* Description of the task
Return each record word for word, keeping none of its pictures.

* Data excerpts
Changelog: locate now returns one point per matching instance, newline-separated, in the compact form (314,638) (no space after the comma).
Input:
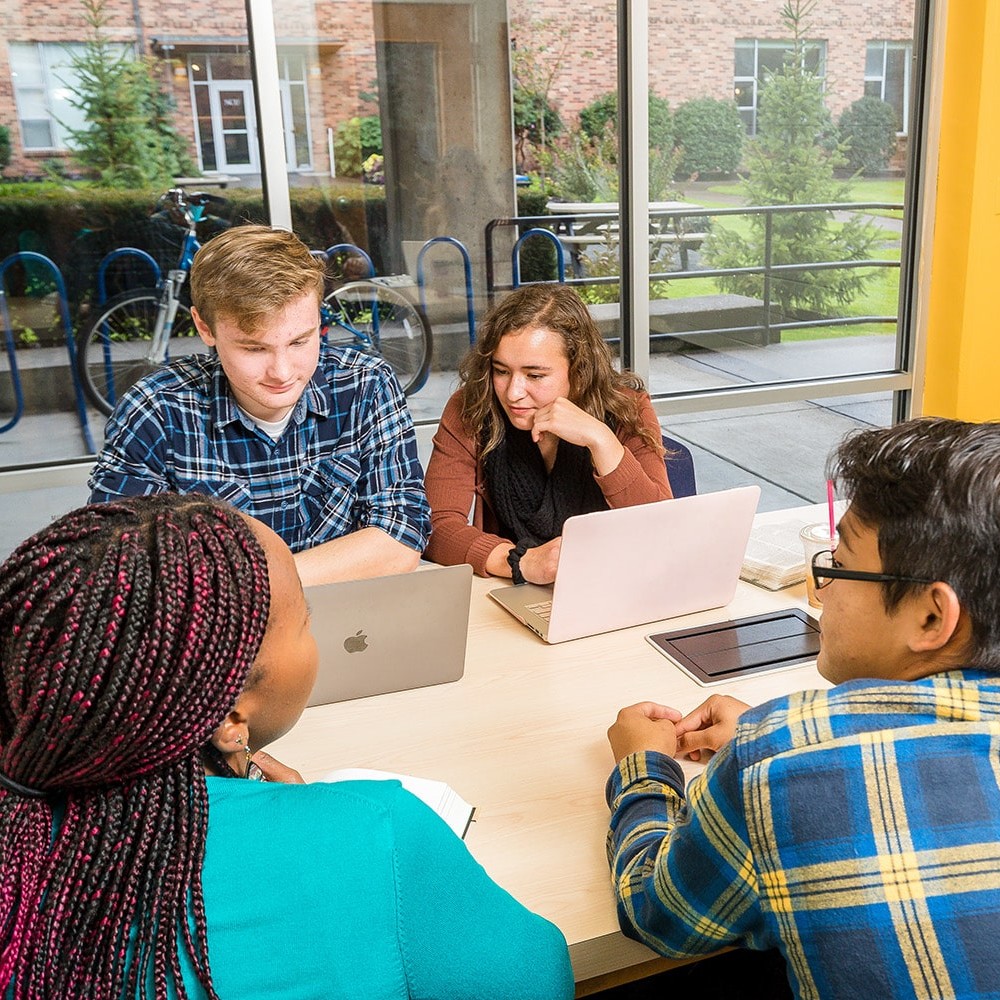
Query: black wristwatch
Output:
(514,561)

* Solution for this problem
Changelog: locate now returns one point per matching instance, newline-separated, in the compact form (314,638) (no space after the comma).
Input:
Query: black wristwatch
Output:
(514,561)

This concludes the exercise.